_TEXTO EM ESTUDO_.
------------------------------------------------------------------------
Crítica | Cabo do Medo
Remakes são um perigo. A probabilidade de atacar o material original é gigante, mas ninguém melhor que o cara que produziu o melhor remake dos anos 2000 (Os Infiltrados, pra quem tinha dúvida de qual seria) para, no auge da fama e glória que conquistou após tantos clássicos dos anos 70 e 80, rodar em 1991 a trajetória sangrenta de Max, um assassino implacável que volta da prisão para infernizar, quase que literalmente, a vida da família do advogado Sam, homem honesto mas que o faz passar 14 anos enjaulado após perder o seu caso no júri.
O psicopata interpretado por Robert De Niro volta com tudo, sangue nos olhos e faca na boca, e levando até as últimas consequências dos seus atos, Max coloca Sam, esposa e filha numa espiral (isso sim, literalmente falando) de tormentos físicos e psicológicos que para sempre vão estar no DNA daquela família. Mas Cabo do Medo vai além de bons sustos e uma direção forte em torno de uma história de vingança; eu diria, muito além disso.
Estamos falando sobre a exploração bem-vinda, construtiva e talhada de um gênero, um tanto desgastado nos anos 90 e revivido em especial pelo sucesso de O Sexto Sentido, de M. Night Shyamalan. Martin Scorsese, o cineasta que nunca descansa tal qual sua famosa cidade de Nova York, revive elementos nesse remake de Círculo do Medo e recicla-os com maestria e força bem típica da sua visão, adotando na película a intensidade do assassino para traduzir, da maneira mais marcante e dramática possível o assombro que a família do advogado passa a viver, todos pagando pelo erro do pai.
Da mesma forma como Max brinca com a filha de Sam, manipulando-a num jogo de sedução e pedofilia subjetiva, Scorsese nos instiga sobre os próximos passos que o vilão irá tomar, imprevisível e visceral, bem no estilo ‘doe a quem doer’. Sem baldes de sangue ou mortes icônicas, há aqui a curiosidade de um detetive cinematográfico debruçado sobre as possibilidades que a boa e velha tensão agrega a uma história dessas, e Scorsese faz isso com um prazer gigantesco e um tesão pelo suspense irresistível – a cena do ursinho é melhor que o “universo” de Invocação do Mal inteiro.
Difícil lembrar de algum filme que o mestre de Touro Indomável ou Táxi Driver não tenha feito com toda a paixão e zelo do mundo pelo projeto, o que explica a barriga que suas histórias ganham, muitas vezes sendo mais longas que o necessário, mas se fosse para escolher algum entre tantos, o parente de Cabo do Medo poderia ganhar o título. A Ilha do Medo, com Leonardo DiCaprio, é quase tudo o que esse ótimo filme dos anos 90 nunca foi projetado para ser, felizmente: apático, distante, e portador duma atmosfera tão frágil que, se soprar, estilhaça.
------------------------------------------------------------------------
_DADOS FORNECIDOS_.

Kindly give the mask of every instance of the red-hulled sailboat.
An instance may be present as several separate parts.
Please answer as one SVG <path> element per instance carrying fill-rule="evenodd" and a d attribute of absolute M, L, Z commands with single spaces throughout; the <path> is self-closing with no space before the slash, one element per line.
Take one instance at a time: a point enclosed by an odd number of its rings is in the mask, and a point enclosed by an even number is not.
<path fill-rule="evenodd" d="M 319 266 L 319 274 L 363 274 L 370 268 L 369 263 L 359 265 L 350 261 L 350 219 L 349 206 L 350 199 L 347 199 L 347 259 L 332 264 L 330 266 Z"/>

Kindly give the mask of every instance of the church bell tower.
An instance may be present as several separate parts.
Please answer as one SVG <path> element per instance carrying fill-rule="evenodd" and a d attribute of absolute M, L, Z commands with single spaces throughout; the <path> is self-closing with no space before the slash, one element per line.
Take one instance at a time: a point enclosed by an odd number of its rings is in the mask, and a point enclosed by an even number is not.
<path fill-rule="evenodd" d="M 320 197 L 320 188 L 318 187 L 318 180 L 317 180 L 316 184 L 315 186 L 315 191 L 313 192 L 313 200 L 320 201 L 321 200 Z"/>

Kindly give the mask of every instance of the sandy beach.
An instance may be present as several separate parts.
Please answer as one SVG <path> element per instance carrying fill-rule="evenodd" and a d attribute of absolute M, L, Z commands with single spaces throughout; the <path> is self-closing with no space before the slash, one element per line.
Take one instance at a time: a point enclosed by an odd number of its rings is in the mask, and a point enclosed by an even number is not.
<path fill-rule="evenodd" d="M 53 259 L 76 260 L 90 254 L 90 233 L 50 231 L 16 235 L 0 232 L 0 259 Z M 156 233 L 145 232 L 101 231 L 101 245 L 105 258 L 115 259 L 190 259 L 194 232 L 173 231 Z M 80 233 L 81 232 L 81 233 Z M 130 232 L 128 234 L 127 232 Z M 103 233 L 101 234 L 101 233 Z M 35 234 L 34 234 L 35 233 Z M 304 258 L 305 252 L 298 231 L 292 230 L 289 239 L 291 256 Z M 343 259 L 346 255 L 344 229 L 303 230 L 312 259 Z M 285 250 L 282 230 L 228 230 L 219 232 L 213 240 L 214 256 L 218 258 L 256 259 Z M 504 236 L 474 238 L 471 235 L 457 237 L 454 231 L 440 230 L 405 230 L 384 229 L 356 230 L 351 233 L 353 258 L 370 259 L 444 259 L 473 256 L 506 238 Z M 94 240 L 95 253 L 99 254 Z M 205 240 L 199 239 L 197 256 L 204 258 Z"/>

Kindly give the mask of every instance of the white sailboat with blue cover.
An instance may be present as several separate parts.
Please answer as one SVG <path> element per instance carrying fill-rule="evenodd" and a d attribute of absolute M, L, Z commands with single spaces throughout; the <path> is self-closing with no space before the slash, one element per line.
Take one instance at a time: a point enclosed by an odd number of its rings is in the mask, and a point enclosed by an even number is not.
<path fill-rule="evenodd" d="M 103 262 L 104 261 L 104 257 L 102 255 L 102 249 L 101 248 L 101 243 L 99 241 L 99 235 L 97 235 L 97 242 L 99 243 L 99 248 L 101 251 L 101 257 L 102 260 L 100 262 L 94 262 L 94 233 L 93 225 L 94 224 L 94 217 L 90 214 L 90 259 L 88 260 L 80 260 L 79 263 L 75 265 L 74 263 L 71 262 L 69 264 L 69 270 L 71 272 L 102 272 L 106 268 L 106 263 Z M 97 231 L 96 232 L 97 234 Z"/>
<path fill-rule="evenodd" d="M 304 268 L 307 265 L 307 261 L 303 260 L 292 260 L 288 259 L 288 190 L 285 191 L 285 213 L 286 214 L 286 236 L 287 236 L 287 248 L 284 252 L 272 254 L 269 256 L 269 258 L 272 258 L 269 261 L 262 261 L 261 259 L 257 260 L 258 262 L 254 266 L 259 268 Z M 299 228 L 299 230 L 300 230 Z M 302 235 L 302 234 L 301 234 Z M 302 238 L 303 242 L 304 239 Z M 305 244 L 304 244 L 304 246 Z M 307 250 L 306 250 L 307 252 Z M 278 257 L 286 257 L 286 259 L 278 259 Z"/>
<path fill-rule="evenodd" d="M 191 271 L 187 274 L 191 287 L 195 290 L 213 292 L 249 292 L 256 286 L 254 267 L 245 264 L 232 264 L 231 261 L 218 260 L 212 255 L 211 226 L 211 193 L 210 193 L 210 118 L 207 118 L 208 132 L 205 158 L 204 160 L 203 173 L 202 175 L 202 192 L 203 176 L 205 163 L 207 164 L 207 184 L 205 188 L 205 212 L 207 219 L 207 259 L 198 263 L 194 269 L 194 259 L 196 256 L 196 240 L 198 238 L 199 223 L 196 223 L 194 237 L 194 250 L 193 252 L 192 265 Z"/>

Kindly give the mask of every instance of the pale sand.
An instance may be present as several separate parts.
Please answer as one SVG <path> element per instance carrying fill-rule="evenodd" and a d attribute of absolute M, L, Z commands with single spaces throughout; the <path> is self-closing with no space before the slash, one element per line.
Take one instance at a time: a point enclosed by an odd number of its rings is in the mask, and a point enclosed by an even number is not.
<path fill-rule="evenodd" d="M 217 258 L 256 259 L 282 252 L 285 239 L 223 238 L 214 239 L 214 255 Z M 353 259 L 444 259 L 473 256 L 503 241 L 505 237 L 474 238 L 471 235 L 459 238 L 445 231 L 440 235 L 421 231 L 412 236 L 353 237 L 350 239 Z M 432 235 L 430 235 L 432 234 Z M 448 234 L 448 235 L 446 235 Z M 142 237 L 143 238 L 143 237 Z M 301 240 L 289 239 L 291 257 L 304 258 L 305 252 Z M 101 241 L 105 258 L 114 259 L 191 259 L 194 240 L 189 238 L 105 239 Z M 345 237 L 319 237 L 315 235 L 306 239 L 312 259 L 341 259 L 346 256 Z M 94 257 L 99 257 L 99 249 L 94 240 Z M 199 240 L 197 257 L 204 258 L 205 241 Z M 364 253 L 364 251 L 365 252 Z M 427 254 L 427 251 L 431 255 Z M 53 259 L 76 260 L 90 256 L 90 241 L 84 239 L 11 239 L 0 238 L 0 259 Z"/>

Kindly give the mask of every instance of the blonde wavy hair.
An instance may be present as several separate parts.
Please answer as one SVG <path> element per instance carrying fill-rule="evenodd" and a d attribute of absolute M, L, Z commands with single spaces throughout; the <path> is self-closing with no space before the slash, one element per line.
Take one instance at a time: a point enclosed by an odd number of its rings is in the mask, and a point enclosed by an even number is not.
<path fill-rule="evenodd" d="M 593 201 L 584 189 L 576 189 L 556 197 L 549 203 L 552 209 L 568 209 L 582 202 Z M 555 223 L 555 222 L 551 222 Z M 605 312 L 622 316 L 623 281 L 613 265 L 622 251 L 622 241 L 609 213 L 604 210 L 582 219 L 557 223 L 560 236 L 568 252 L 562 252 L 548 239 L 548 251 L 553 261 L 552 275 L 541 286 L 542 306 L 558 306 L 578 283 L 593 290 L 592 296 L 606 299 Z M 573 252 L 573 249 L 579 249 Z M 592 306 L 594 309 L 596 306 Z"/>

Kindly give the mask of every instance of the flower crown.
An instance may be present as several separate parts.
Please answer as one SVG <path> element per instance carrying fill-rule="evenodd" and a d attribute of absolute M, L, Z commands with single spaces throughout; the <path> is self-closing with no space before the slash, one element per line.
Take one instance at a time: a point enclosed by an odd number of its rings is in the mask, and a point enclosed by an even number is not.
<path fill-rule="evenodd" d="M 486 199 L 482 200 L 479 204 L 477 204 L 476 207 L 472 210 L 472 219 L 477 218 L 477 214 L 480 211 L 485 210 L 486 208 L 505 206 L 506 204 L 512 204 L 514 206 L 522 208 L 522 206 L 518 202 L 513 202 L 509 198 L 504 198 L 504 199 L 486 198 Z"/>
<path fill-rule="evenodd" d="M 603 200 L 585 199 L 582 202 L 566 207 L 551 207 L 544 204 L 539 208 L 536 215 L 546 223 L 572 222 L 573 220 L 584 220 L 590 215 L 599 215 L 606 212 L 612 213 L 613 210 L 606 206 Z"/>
------------------------------------------------------------------------
_ENUNCIADO DA TAREFA_. Reproduza da crítica de Cabo do Medo tudo o que vai desde "Crítica | Cabo" até "caso no júri.". Os dados têm origem diferente da crítica de Cabo do Medo.

_RESOLUÇÃO DA TAREFA_.
Crítica | Cabo do Medo
Remakes são um perigo. A probabilidade de atacar o material original é gigante, mas ninguém melhor que o cara que produziu o melhor remake dos anos 2000 (Os Infiltrados, pra quem tinha dúvida de qual seria) para, no auge da fama e glória que conquistou após tantos clássicos dos anos 70 e 80, rodar em 1991 a trajetória sangrenta de Max, um assassino implacável que volta da prisão para infernizar, quase que literalmente, a vida da família do advogado Sam, homem honesto mas que o faz passar 14 anos enjaulado após perder o seu caso no júri.